▶ Reading passage:
================================

Bush's Economics Unsustainable

“Conservatives – never all that comfortable with the moderates of the party anyway – are starting to shift in their chairs, and many would leave if they had a place to go,” writes Brendan Miniter, assistant editor of the Wall Street Journal’s OpinionJournal.com Web site.

Miniter is referring to the anger among Republicans over Bush’s escalating budget deficits and double-digit spending increases over the past three years. “Today,” says Miniter, “the party is morphing into what it once sought to unseat – big-spending politicians, interested only in holding onto power.”

In “Spending Like a Drunken Democrat: Bush drives the nation towards bankruptcy,” Peter Eavis warns in the Feb. 16 issue of The American Conservative that the current explosion in government spending is putting the United States on the road to insolvency.

“Forget the liberation of Iraq, George W. Bush will be remembered as the president who bankrupted America,” writes Eavis.

More officially, an appendix chapter titled “Stewardship” in President Bush’s 2005 budget paints an alarming picture of what Americans are in for in the long run. It forecasts a nation where more than half the income of future generations will be socialized by the federal government, with federal spending rising from approximately 20 percent of the gross domestic product this year to 53 percent in 2080.

Add another 20 percent for state and local taxes, and what that’s saying, straight from the White House, is that tomorrow’s workers will be expected to live on two hours of take-home pay out of every eight-hour workday. Dutifully, in other words, they’ll be expected to show up at the nation’s offices and factories each day at 9 a.m. and watch every dime they’ve earned until 3 p.m. disappear into the government’s coffers. In a word, it’s a scenario that makes current budgetary trends, as the budget itself puts it, “unsustainable.”

Much of this projected long-term increase in federal spending comes from interest on the debt, the result of today’s red ink and the nonstop deficits that the 76 million-strong baby boomers will generate once they begin retiring.

It’s projected that the price Americans will be paying in interest payments on the federal debt, measured as a percent of national income, will be equal to what we’re now spending on everything at the federal level – equal to what we’re currently spending on defense, homeland security, education, agriculture, health care, transportation, research, transfer payments, interest, Social Security and Medicare combined.

================================

▶ Exercises:
a - Print the part of the article on Bush's spending that runs from "More officially, an" up to and including "percent in 2080.".
b - In the article on Bush's spending, what share of gross domestic product does the budget appendix forecast federal spending will reach in 2080?
c - Go on with the article on Bush's spending, starting after its last sentence.

================================

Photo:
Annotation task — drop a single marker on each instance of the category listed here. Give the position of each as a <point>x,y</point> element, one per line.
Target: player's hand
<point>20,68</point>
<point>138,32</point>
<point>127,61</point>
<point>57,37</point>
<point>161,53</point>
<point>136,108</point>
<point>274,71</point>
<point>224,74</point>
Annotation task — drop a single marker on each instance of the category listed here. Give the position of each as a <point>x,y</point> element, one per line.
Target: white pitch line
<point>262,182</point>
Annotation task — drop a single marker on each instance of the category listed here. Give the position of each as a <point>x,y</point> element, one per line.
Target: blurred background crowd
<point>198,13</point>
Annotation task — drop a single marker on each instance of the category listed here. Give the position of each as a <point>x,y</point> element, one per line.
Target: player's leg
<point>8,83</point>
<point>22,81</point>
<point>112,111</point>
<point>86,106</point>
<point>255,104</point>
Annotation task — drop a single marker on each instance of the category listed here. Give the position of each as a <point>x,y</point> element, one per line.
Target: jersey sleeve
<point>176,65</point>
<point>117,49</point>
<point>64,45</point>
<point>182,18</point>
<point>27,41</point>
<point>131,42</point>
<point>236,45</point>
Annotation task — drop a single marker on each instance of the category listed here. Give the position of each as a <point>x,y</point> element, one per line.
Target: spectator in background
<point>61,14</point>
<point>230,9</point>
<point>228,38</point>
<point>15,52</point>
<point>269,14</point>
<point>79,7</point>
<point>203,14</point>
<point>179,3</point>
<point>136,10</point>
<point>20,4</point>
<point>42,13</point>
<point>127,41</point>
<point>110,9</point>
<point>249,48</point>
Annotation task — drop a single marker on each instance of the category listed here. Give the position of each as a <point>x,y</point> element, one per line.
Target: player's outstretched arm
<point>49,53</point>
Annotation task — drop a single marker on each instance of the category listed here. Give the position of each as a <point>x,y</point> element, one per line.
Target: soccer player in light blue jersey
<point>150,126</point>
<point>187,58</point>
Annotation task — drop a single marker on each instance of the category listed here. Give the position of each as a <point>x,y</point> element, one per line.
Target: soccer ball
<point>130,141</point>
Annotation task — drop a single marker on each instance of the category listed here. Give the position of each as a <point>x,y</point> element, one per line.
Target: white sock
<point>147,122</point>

================================

▶ Answers for the exercise:
a -
More officially, an appendix chapter titled “Stewardship” in President Bush’s 2005 budget paints an alarming picture of what Americans are in for in the long run. It forecasts a nation where more than half the income of future generations will be socialized by the federal government, with federal spending rising from approximately 20 percent of the gross domestic product this year to 53 percent in 2080.

b - 53 percent

c -
Bottom line: George W. Bush entered the presidency following three consecutive budget surpluses – a $69.2 billion surplus in fiscal 1998, a $124.4 billion surplus in 1999, and a record $237 billion surplus in fiscal 2000. The forecast at the time was for a federal surplus of $4.6 trillion over the next 10 years. Today, the Congressional Budget Office is projecting a buildup of $2.4 trillion in red-ink spending over the next decade, a $7 trillion switch.

The war on terrorism, of course, has hiked defense spending, but the Bush administration has made little attempt to bring nonmilitary spending under control to offset the higher Pentagon budget. Non-defense discretionary spending, for instance, which decreased by 13.5 percent under Reagan, increased by 23 percent in the past three years. And what’s next is a flood of red ink for the new prescription drug program, the largest jump in entitlement spending in 40 years, plus some further federalization of education, more skirmishes in the drug war, a man on Mars, new bonuses for marriage, more subsidies for religion, a new parrot jungle in Iowa and some hefty federal handouts for a string of new ice skating rinks in Alaska.

The result? Overwhelming debt burdens and impossibly high tax rates for future generations. And a warning from David Boaz at the Cato Institute: “Bush and his aides should be worrying about the possibility that libertarians, economic conservatives and fed-up taxpayers won’t be in his corner in 2004 in the same numbers as 2000. Given a choice between big-government liberalism and big-government conservatism, the leave-us-alone voters might decide that voting isn’t worth the trouble.”

February 18, 2004

Ralph R. Reiland is a Pittsburgh Tribune-Review columnist and the B. Kenneth Simon Professor of Free Enterprise at Robert Morris University.